Text section:
Introduction
This dataset is based on the Olympic Games which took place between the period of 1896 to 2016. It contains information on athletes regarding their physiques, such as weight and height. It also contains demographic information such as age, gender and country of origin. Lastly, information regarding the sport and the specific event is also available. The main aim of this analysis is to analyze and compare key characteristics and patterns amongst participants as well as analyzing trends at a sport and country level.
Data Cleaning
The primary data cleaning which had to be done was for the team variable which contains the country name. Many countries had multiple ways in which their name was stored so that had to be rectified. The code used for that has been included below. Lastly, a custom theme for all subsequent visuals was also set.
medal <- medal[team %in% c('East Germany','East Germany-1','East Germany-2','East Germany-3',
'West Germany','West Germany-1','West Germany-2','West Germany-3',
'Germany-1', 'Germany-2','Germany-3'), team := 'Germany']
US <- paste0('United States-',1:14)
medal <- medal[team %in% US, team := 'United States']
SU <- paste0('Soviet Union-',1:3)
RU <- paste0('Russia-',1:3)
medal <- medal[team %in% c(SU,RU, 'Soviet Union'), team := 'Russia']
GBR <- paste0('Great Britain-',1:4)
medal <- medal[team %in% c(GBR, 'England','England-1'), team := 'Great Britain']
FRA <- paste0('France-',1:4)
medal <- medal[team %in% FRA, team := 'France']
SWE <- paste0('Sweden-',1:4)
medal <- medal[team %in% SWE, team := 'Sweden']
ITA <- paste0('Italy-',1:3)
medal <- medal[team %in% c(ITA,'Italia'), team := 'Italy']
HUN <- paste0('Hungary-',1:3)
medal <- medal[team %in% c('Hungaria','Hungaria Evezos Egylet',HUN), team := 'Hungary']
AUS <- paste0('Australia-',1:3)
medal <- medal[team %in% AUS, team := 'Australia']
CAN <- paste0('Canada-',1:3)
medal <- medal[team %in% CAN, team := 'Canada']
## Setting the theme ##
theme_custom <- function( base_size = 11, base_family = "") {
theme_bw() %+replace%
theme(
plot.background = element_rect(fill = "gray99", colour = "gray99") ,
panel.grid.major = element_line(color = NA),
panel.background = element_rect(fill = "gray99", colour = "gray99"),
panel.border = element_rect(linetype = "solid", fill = NA),
axis.line = element_line(color = "black", size = 1),
axis.text = element_text(color = "black"),
axis.ticks = element_line(color = "royalblue4", size = 1),
axis.ticks.length.y = unit(.25, "cm"),
axis.ticks.length.x = unit(.25, "cm"),
axis.text.x = element_text(margin = margin(t = .3, unit = "cm")),
panel.grid.major.y = element_blank(),
panel.grid.minor.y = element_blank(),
panel.grid.major.x = element_blank(),
panel.grid.minor.x = element_blank()
)
}
theme_set(theme_custom())Characteristic distribution of athletes
The starting point for this analysis was to look at athletes at a holistic level and view differences in features such as age, weight, height and gender between the medalists and the non-medalists.

[Part of a data file]
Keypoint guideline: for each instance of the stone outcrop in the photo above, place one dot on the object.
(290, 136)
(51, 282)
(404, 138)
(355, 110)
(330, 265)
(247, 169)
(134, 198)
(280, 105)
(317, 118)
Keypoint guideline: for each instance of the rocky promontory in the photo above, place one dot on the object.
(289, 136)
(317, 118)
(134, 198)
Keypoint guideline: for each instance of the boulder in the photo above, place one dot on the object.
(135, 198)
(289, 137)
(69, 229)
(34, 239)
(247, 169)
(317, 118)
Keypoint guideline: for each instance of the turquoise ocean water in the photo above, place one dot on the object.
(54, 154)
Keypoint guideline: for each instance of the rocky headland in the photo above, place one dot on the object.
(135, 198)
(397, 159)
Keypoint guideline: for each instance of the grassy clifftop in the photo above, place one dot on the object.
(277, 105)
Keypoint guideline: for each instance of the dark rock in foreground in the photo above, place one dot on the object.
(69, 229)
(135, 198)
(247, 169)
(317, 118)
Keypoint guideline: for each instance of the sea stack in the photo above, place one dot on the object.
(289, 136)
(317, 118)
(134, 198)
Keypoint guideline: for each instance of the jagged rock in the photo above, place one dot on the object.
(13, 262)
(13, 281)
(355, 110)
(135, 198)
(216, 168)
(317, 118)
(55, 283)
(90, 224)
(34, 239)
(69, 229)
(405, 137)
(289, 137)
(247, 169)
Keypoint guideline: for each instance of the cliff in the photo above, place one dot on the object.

Work instructions:
(1) Summarize the Olympic athlete analysis in two sentences.
(2) Carry on the Olympic athlete analysis from the point where it stops.

In response:
(1) The analysis draws on an Olympic Games dataset from 1896 to 2016, which records athletes' physiques, demographics, sports and events, to compare participant characteristics and examine trends by sport and country. After the team variable was cleaned so that each country appears under a single name, and a custom theme was set for the visuals, the analysis began by comparing age, weight, height and gender between medalists and non-medalists.

(2)
#1) characteristics distribution of athletes
g1 <- ggplot(df[age != 'NA' & age< 50], aes( x = age, fill = medal_won )) +
geom_boxplot() + scale_fill_excel_new() +
labs( x = 'Age', y = 'Relative Frequency', title = 'Age distribution comparison')
g2 <- ggplot(df[weight != 'NA'], aes( x = weight, fill = medal_won )) +
geom_boxplot() + scale_fill_excel_new() +
labs( x = 'Weight', y = 'Relative Frequency', title = 'Weight distribution comparison')
g3 <- ggplot(df[height != 'NA'], aes( x = height, fill = medal_won )) +
geom_boxplot() + scale_fill_excel_new() +
labs( x = 'Height', y = 'Relative Frequency', title = 'Height distribution comparison')
g4 <- ggplot(df[sex != 'NA'], aes( x = sex, fill = medal_won )) +
geom_bar(col = 'black')+ scale_fill_excel_new() +
labs( x = 'Gender', y = 'Relative Frequency', title = 'Gender distribution comparison')
grid.arrange(g1, g2, g3, g4, ncol = 2)The age distribution is pretty similar for medalists and non-medalists, indicating that inherently, age is not a key factor in determining whether an athlete wins a medal or not. An interesting find though is in the case of the weight and height distributions where the median weight for medalists is higher than non-medalists and so are the upper and lower quartiles. While the difference may not seem significant in absolute terms, this can be a good indication for prospective participants in the upcoming years to aim for an ideal weight. This can even be a guiding point for team selectors, who may prefer to choose players within the ideal weight and height brackets in order to maximise the likelihood of their team winning a medal. Lastly, we can see that in absolute terms, men have participated more than women till date, and also have a higher absolute number of medals won by athletes. However, it can be observed that the medals won to total participants ratio is similar for both genders.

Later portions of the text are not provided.